In the records below, format everything from the line containing "the **bright sun**?" down to the line containing "259 165 L 185" as a JSON list of strings, one string per line, with both end lines included and blank lines left out. Give only that list.

— start Material provided —

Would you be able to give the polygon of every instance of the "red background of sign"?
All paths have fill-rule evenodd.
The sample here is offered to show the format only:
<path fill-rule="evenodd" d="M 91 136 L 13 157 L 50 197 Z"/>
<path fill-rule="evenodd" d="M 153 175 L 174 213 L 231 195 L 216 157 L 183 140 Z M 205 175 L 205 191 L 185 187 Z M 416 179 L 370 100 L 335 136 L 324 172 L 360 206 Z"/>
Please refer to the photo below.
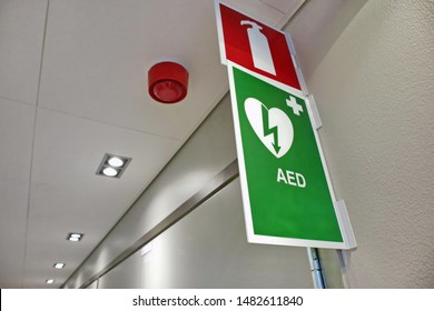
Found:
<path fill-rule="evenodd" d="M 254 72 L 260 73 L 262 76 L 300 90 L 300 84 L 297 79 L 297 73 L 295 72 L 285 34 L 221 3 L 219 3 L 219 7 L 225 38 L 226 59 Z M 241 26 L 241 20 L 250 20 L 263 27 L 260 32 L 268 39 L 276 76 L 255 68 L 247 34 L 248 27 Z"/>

— end Material provided —
— start Material provided —

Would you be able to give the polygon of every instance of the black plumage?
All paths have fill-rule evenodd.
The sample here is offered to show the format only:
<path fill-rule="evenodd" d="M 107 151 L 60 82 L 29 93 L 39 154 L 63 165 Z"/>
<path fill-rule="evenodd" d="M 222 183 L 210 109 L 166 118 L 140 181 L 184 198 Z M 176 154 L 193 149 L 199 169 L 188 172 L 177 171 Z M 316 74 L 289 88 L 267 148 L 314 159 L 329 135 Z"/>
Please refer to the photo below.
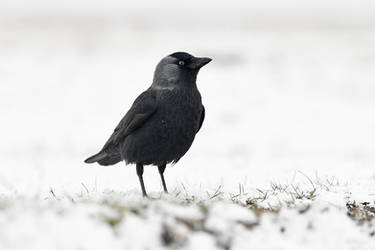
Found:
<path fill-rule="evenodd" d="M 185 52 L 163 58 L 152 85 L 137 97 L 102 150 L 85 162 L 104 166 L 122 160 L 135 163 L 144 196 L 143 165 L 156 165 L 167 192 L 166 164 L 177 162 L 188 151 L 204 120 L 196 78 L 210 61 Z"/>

— end Material provided —
— start Material provided —

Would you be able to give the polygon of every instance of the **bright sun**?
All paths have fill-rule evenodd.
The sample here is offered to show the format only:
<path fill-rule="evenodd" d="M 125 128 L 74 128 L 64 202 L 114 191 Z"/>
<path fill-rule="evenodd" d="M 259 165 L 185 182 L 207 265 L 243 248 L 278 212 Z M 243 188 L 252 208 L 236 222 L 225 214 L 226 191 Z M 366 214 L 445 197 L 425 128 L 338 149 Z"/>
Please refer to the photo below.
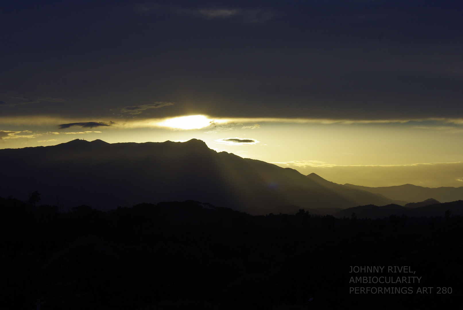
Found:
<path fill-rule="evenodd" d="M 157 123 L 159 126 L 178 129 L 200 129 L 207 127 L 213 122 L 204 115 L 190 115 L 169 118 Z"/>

— end Material provided —

**Exercise result**
[
  "Would you be able to give the polygon of every instance of the **bright sun**?",
  "All paths have fill-rule evenodd.",
  "The sample here is offered to show the format only:",
  "<path fill-rule=\"evenodd\" d=\"M 125 128 L 74 128 L 64 202 L 114 191 Z\"/>",
  "<path fill-rule=\"evenodd\" d=\"M 259 165 L 185 182 L 207 265 L 243 248 L 278 212 Z M 243 188 L 252 208 L 236 222 L 225 214 L 226 191 Z M 366 214 L 445 197 L 425 128 L 338 149 Z\"/>"
]